Information supplied:
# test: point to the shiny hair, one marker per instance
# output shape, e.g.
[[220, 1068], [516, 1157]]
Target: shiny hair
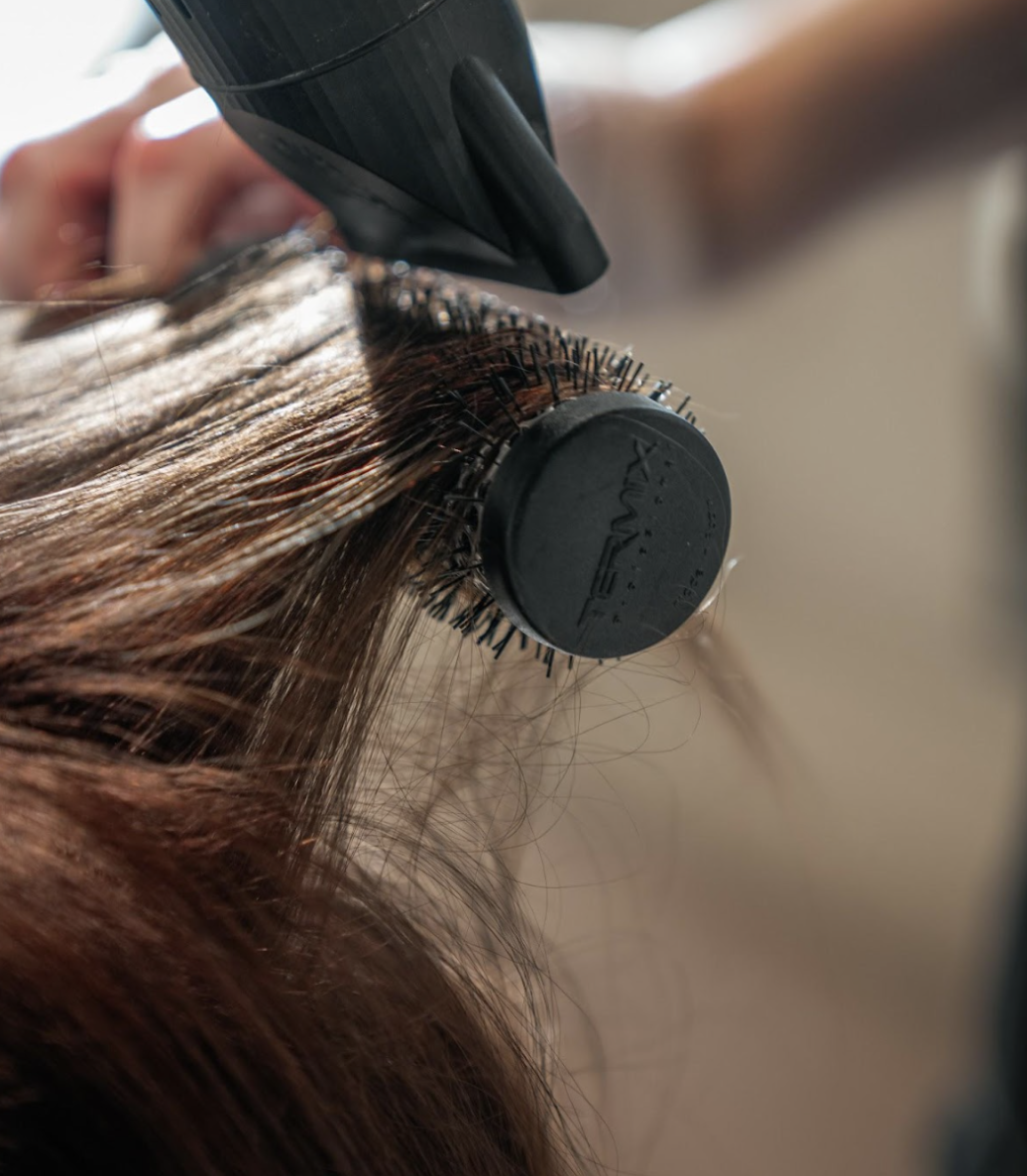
[[255, 914]]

Objective: Copy the lines above word for word, leaving out the picture.

Answer to this problem:
# test: point to the shiny hair, one marker per instance
# output shape, e.g.
[[220, 1068], [516, 1157]]
Target: shiny hair
[[255, 914]]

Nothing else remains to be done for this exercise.